▶ **Set problem**
Identify every line in the entries below that contains the word "post", and copy each one out in full. Matching is case-sensitive.

▶ **Given information**
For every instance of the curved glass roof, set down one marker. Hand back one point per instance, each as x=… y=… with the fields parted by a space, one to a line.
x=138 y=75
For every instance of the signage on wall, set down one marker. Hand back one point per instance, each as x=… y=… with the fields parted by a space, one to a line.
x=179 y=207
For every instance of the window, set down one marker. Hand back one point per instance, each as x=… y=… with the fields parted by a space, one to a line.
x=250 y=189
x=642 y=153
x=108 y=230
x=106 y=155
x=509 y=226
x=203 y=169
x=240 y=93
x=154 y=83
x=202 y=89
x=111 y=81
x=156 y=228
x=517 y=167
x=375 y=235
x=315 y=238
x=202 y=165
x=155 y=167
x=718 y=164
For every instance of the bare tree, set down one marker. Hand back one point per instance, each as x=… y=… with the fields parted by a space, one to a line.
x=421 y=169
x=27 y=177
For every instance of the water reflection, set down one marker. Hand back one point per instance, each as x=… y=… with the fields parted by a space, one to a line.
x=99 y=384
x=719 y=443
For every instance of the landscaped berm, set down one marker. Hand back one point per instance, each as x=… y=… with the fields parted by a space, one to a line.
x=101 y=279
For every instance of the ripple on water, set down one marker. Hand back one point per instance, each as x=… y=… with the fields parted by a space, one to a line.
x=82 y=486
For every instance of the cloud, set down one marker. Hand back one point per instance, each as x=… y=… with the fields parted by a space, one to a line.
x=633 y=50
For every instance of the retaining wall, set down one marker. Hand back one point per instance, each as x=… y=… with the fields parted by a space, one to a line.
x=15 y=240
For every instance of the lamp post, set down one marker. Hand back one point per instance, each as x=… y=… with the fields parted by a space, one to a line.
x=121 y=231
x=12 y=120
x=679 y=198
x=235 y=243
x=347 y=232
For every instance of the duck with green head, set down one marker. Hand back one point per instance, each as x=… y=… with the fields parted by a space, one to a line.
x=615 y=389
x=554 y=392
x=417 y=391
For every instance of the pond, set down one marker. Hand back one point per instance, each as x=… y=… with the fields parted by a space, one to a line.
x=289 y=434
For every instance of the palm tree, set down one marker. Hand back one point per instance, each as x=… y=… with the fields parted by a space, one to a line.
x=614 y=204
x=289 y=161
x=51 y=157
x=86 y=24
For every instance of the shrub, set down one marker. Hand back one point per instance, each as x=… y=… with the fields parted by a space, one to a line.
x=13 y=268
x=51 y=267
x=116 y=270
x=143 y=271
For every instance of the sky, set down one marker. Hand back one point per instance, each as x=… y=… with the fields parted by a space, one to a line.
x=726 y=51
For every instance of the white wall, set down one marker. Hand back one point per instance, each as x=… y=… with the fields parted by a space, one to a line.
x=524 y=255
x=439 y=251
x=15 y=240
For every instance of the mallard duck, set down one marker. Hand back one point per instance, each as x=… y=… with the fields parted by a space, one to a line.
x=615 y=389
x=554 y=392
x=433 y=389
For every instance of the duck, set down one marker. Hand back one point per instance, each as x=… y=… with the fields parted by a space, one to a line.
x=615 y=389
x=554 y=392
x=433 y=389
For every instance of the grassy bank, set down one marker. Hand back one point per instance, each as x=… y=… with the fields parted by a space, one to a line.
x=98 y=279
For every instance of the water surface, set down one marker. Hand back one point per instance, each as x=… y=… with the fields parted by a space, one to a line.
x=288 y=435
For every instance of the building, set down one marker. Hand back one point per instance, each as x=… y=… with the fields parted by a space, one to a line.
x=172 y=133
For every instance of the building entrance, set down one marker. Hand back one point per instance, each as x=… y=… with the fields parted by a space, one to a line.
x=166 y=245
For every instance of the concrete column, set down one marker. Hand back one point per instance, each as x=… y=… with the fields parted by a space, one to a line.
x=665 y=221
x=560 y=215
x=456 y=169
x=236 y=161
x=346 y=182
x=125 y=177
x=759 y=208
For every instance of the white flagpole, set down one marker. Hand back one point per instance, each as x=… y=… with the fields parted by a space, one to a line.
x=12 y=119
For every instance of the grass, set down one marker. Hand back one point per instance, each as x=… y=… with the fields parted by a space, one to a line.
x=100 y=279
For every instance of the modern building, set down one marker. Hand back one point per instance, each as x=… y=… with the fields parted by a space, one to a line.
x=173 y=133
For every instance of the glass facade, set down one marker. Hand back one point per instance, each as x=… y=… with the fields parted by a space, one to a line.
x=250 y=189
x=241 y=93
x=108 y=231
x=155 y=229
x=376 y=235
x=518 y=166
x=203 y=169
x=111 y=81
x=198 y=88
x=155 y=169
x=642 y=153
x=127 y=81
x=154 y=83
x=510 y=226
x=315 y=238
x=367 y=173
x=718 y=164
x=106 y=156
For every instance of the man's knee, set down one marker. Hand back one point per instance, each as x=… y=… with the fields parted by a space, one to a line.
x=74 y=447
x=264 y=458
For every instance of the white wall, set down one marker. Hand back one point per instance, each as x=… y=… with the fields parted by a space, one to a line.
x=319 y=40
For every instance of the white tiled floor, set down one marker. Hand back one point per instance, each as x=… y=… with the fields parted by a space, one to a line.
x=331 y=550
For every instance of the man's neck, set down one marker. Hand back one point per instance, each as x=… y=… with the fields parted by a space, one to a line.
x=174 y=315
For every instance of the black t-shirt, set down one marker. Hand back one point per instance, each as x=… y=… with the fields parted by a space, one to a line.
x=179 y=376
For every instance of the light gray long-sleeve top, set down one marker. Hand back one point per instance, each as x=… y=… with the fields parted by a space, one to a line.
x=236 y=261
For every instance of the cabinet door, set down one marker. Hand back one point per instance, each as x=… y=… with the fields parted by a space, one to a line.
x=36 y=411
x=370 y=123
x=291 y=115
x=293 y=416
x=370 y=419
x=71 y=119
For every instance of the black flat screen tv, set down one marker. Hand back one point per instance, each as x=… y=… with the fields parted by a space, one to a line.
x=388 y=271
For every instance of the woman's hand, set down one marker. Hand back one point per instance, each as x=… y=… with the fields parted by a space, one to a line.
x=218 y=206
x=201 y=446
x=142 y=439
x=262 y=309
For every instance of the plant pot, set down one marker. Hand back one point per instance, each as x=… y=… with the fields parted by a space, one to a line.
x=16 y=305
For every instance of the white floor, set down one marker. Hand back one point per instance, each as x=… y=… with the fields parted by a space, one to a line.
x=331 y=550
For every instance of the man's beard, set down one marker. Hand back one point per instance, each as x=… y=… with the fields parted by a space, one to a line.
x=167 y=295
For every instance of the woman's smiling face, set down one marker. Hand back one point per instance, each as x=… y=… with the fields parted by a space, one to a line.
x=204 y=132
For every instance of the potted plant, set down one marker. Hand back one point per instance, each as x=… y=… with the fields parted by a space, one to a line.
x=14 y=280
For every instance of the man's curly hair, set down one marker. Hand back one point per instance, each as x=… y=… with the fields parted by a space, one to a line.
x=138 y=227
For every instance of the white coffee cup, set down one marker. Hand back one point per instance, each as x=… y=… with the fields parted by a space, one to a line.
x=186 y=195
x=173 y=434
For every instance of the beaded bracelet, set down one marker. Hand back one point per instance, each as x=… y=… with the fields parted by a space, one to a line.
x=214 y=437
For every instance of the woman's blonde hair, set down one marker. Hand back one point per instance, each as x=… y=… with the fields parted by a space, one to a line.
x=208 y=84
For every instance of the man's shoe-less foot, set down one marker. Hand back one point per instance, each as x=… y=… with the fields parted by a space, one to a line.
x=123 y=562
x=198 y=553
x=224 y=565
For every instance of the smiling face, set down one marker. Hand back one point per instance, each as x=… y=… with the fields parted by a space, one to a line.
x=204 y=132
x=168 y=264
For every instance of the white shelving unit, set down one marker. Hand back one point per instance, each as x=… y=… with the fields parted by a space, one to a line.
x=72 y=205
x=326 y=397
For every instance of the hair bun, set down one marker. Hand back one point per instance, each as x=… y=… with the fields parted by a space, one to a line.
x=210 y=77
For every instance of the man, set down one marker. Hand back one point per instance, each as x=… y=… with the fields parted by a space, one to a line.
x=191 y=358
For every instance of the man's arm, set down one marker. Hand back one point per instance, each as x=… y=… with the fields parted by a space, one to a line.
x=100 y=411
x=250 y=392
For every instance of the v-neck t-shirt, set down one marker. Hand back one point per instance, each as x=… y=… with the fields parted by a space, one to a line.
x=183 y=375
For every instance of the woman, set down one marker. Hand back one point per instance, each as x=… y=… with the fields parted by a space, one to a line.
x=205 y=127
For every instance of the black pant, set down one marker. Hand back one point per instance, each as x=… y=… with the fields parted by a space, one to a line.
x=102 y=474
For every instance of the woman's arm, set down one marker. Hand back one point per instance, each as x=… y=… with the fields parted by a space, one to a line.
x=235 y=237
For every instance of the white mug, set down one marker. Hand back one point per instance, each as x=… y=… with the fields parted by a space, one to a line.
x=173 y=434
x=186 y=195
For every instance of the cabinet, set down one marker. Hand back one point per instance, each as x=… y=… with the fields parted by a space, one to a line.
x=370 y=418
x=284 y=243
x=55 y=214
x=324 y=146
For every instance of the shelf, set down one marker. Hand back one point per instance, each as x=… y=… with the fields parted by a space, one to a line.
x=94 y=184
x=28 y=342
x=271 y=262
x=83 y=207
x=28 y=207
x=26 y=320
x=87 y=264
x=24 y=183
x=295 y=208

* * *

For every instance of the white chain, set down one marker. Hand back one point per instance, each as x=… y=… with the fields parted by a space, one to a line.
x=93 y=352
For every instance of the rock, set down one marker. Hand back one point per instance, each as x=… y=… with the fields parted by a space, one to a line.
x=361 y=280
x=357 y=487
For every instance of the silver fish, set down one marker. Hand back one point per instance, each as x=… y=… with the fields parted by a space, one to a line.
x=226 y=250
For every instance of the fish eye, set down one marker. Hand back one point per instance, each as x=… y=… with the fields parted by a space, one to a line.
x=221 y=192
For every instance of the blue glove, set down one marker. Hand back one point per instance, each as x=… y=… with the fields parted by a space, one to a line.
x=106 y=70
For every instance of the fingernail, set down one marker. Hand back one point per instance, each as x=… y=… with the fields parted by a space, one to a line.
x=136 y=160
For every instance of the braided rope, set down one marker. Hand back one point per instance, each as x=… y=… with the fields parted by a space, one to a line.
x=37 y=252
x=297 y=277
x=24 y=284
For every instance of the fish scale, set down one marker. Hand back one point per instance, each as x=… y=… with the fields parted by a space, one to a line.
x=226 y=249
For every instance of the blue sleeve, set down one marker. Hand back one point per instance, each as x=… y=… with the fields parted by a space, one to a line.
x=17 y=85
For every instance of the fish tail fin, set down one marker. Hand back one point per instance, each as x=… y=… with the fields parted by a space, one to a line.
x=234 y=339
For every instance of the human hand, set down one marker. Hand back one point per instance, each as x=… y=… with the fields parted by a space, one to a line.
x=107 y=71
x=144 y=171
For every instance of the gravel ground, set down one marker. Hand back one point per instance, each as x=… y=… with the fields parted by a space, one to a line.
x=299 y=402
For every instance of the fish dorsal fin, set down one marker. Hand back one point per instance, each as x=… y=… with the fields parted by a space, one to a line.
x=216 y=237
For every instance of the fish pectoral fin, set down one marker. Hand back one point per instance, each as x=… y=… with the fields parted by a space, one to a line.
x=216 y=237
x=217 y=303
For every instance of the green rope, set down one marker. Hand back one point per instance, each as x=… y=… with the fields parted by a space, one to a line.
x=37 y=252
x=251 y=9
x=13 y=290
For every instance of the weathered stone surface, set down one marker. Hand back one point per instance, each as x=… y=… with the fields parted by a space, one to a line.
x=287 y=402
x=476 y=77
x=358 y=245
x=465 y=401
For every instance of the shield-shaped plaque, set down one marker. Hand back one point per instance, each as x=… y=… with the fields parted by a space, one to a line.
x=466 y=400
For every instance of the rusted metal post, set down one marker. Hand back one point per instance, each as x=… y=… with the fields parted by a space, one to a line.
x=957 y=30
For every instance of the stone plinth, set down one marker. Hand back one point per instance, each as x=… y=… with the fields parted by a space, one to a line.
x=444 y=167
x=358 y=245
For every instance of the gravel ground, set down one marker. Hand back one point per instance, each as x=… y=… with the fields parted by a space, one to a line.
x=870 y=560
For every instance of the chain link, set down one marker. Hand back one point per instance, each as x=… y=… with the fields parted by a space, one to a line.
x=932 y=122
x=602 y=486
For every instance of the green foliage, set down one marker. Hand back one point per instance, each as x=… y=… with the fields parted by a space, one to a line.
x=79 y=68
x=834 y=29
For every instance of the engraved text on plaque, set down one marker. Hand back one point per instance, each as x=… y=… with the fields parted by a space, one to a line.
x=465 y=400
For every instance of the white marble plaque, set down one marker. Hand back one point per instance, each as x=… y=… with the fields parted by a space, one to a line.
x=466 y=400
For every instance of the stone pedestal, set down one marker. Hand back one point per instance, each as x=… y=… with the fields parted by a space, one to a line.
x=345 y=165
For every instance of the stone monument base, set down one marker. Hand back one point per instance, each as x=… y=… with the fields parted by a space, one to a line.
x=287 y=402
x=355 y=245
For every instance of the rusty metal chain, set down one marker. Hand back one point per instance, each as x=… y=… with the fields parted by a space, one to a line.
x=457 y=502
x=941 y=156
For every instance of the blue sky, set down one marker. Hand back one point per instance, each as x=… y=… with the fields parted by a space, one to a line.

---

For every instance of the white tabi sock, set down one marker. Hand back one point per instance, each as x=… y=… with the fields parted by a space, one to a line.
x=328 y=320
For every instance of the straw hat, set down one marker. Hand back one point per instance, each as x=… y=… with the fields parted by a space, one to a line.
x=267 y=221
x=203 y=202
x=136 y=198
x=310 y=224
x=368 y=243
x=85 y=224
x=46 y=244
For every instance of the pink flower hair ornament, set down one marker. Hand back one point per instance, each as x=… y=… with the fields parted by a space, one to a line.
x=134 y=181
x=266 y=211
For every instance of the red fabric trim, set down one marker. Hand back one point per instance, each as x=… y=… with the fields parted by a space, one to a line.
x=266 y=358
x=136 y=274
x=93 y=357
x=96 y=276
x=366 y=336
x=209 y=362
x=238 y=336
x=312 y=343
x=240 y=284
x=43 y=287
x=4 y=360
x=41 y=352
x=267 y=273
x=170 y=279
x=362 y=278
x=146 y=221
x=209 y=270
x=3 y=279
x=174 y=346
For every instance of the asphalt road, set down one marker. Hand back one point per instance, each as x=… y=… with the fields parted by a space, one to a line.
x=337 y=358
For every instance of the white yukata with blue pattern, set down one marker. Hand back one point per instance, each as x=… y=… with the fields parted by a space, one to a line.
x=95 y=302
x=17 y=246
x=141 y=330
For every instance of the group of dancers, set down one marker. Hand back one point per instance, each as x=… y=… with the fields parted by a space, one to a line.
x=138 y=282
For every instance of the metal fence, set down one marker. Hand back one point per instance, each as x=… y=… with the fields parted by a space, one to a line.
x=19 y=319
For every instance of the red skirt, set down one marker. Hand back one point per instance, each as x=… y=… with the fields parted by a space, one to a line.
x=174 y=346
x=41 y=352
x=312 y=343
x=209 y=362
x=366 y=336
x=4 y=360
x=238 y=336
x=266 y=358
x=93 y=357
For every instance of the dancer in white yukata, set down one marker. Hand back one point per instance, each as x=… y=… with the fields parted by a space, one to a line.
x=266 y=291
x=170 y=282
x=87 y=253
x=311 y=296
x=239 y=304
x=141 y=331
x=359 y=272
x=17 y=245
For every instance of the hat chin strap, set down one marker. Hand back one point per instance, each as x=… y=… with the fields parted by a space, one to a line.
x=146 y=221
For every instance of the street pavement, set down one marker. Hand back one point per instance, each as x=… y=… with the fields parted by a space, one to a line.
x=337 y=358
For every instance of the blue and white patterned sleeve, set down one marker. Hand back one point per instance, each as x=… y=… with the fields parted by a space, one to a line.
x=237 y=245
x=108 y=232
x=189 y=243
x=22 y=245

▶ **Written solution**
For every instance of the lamp post, set down one marker. Hand back one point per instance, each as x=… y=… with the fields parted by a space, one to a line.
For every instance of the rusted metal post, set down one marker. Hand back one point per instance, each as x=… y=… with the fields parted by a space, one to a line.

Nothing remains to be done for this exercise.